## TASK BRIEF
Give the number of lines in the material below that contain the word "cardigan". No other content is needed.
[EXTRACTED DATA — start]
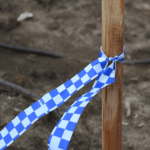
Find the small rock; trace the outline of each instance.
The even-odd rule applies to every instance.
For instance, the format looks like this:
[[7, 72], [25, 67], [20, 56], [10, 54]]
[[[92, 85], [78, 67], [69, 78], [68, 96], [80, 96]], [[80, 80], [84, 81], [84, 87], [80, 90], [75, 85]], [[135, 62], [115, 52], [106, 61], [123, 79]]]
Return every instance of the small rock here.
[[144, 122], [141, 122], [140, 124], [138, 124], [138, 127], [141, 128], [141, 127], [143, 127], [144, 125], [145, 125], [145, 123], [144, 123]]
[[136, 119], [138, 116], [139, 116], [139, 115], [138, 115], [138, 114], [136, 114], [134, 118]]
[[122, 125], [128, 126], [129, 123], [127, 123], [127, 122], [122, 122]]
[[130, 117], [131, 116], [131, 106], [130, 106], [130, 101], [128, 99], [125, 100], [125, 108], [126, 108], [126, 116]]
[[24, 12], [24, 13], [20, 14], [20, 16], [17, 18], [17, 21], [21, 22], [27, 18], [33, 18], [33, 14], [30, 12]]
[[131, 60], [131, 56], [130, 55], [126, 55], [127, 60]]
[[138, 81], [138, 78], [136, 77], [133, 77], [133, 78], [130, 78], [131, 81]]
[[14, 111], [16, 112], [20, 112], [20, 110], [18, 108], [14, 108]]

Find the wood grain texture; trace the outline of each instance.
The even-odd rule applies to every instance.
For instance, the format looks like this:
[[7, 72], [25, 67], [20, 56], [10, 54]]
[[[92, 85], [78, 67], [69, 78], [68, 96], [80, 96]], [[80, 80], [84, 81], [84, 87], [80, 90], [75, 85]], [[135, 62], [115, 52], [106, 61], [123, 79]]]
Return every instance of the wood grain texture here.
[[[102, 49], [108, 57], [123, 52], [124, 0], [102, 0]], [[103, 150], [121, 150], [123, 65], [115, 83], [102, 90]]]

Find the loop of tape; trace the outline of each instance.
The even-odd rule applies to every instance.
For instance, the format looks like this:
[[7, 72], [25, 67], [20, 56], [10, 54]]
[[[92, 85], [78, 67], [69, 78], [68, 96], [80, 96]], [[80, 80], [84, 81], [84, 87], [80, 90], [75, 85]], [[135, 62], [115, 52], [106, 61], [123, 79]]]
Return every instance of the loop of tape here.
[[[99, 58], [90, 63], [73, 78], [45, 94], [40, 100], [16, 116], [0, 132], [0, 150], [8, 147], [22, 135], [35, 121], [66, 102], [76, 91], [97, 77], [91, 90], [79, 97], [64, 113], [53, 129], [49, 140], [49, 150], [67, 150], [76, 124], [89, 101], [104, 87], [115, 81], [116, 61], [123, 63], [125, 48], [121, 55], [108, 58], [102, 50]], [[108, 67], [109, 61], [113, 61]]]

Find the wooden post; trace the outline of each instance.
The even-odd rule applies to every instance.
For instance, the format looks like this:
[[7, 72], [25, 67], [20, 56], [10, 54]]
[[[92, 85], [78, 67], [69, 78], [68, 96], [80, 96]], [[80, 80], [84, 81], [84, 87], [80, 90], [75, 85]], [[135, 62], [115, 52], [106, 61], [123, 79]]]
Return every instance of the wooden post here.
[[[124, 0], [102, 0], [102, 50], [123, 53]], [[103, 150], [121, 150], [123, 64], [117, 62], [115, 83], [102, 90]]]

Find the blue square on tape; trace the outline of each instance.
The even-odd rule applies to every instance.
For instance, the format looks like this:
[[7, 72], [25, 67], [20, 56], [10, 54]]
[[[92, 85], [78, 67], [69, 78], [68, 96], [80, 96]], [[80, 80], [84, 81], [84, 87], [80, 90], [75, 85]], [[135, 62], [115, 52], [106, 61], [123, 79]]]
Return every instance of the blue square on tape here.
[[111, 78], [109, 77], [106, 84], [110, 84], [110, 83], [113, 83], [115, 81], [115, 78]]
[[42, 104], [45, 104], [45, 102], [43, 101], [43, 99], [42, 99], [42, 98], [40, 98], [40, 102], [41, 102]]
[[101, 62], [101, 67], [102, 67], [102, 69], [104, 69], [104, 68], [105, 68], [106, 63], [107, 63], [106, 61]]
[[54, 135], [57, 136], [57, 137], [62, 137], [63, 133], [64, 133], [65, 129], [62, 129], [62, 128], [57, 128], [54, 132]]
[[10, 143], [12, 141], [12, 138], [9, 134], [7, 134], [5, 137], [4, 137], [4, 141], [6, 144]]
[[81, 104], [82, 104], [83, 102], [81, 101], [77, 101], [73, 106], [75, 107], [75, 106], [80, 106]]
[[72, 81], [71, 80], [68, 80], [67, 82], [64, 83], [65, 87], [68, 88], [72, 85]]
[[33, 108], [33, 110], [37, 110], [39, 107], [41, 107], [41, 104], [37, 101], [37, 102], [33, 103], [31, 105], [31, 107]]
[[46, 103], [46, 106], [48, 107], [48, 109], [52, 109], [53, 107], [56, 106], [55, 102], [53, 101], [53, 99], [51, 99], [50, 101], [48, 101]]
[[19, 123], [16, 126], [16, 130], [18, 131], [18, 133], [22, 132], [24, 130], [24, 126], [22, 125], [22, 123]]
[[104, 83], [98, 81], [97, 84], [96, 84], [96, 86], [95, 86], [95, 88], [100, 88], [103, 85], [104, 85]]
[[74, 131], [75, 127], [76, 127], [76, 123], [70, 121], [66, 127], [66, 130]]
[[73, 115], [73, 114], [67, 113], [67, 114], [64, 116], [63, 120], [70, 120], [71, 117], [72, 117], [72, 115]]
[[91, 95], [93, 95], [93, 93], [86, 93], [84, 97], [90, 97]]
[[52, 90], [51, 92], [49, 92], [49, 94], [50, 94], [51, 97], [53, 98], [53, 97], [55, 97], [56, 95], [58, 95], [59, 93], [58, 93], [57, 89], [54, 89], [54, 90]]
[[65, 100], [67, 97], [70, 96], [70, 94], [67, 90], [64, 90], [63, 92], [61, 92], [60, 95], [63, 98], [63, 100]]
[[52, 135], [50, 135], [50, 137], [48, 139], [48, 143], [50, 143], [51, 139], [52, 139]]
[[78, 80], [77, 82], [74, 83], [76, 88], [79, 88], [81, 85], [83, 85], [81, 80]]
[[59, 144], [59, 148], [60, 149], [67, 149], [68, 145], [69, 145], [69, 141], [61, 139], [60, 144]]
[[79, 108], [77, 108], [77, 110], [74, 113], [81, 114], [83, 110], [84, 110], [84, 107], [79, 107]]
[[90, 78], [92, 78], [92, 77], [95, 76], [97, 73], [96, 73], [96, 71], [92, 68], [87, 74], [88, 74], [88, 76], [89, 76]]
[[2, 139], [2, 135], [1, 135], [1, 133], [0, 133], [0, 140]]
[[99, 57], [102, 57], [102, 55], [103, 55], [103, 53], [102, 53], [102, 51], [100, 51], [100, 53], [99, 53]]
[[99, 63], [99, 61], [98, 61], [98, 59], [96, 59], [96, 60], [94, 60], [93, 62], [91, 62], [91, 65], [92, 66], [95, 66], [96, 64], [98, 64]]
[[114, 63], [113, 69], [116, 70], [116, 62]]
[[82, 70], [82, 71], [80, 71], [80, 72], [78, 73], [78, 76], [79, 76], [80, 78], [82, 78], [85, 74], [86, 74], [86, 71], [85, 71], [85, 70]]
[[112, 73], [112, 69], [111, 68], [106, 68], [104, 75], [110, 76], [110, 74]]
[[33, 112], [32, 114], [30, 114], [30, 115], [28, 116], [28, 118], [29, 118], [30, 122], [32, 123], [35, 119], [37, 119], [37, 116], [36, 116], [36, 114]]
[[119, 59], [119, 61], [124, 61], [124, 58]]
[[6, 125], [6, 129], [8, 130], [8, 132], [10, 132], [13, 128], [14, 128], [14, 125], [12, 122], [10, 122]]
[[22, 121], [27, 117], [26, 113], [23, 111], [18, 115], [18, 118]]

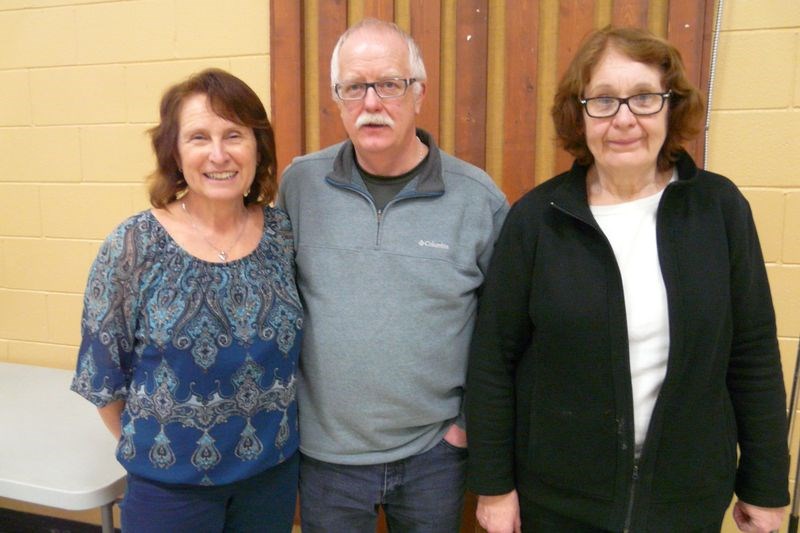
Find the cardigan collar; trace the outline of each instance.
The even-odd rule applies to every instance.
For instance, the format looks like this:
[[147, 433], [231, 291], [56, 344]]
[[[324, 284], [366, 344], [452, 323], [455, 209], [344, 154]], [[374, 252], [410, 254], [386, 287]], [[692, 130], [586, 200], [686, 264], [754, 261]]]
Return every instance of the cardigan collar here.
[EXTRACTED DATA — finish]
## EXPECTED OUTPUT
2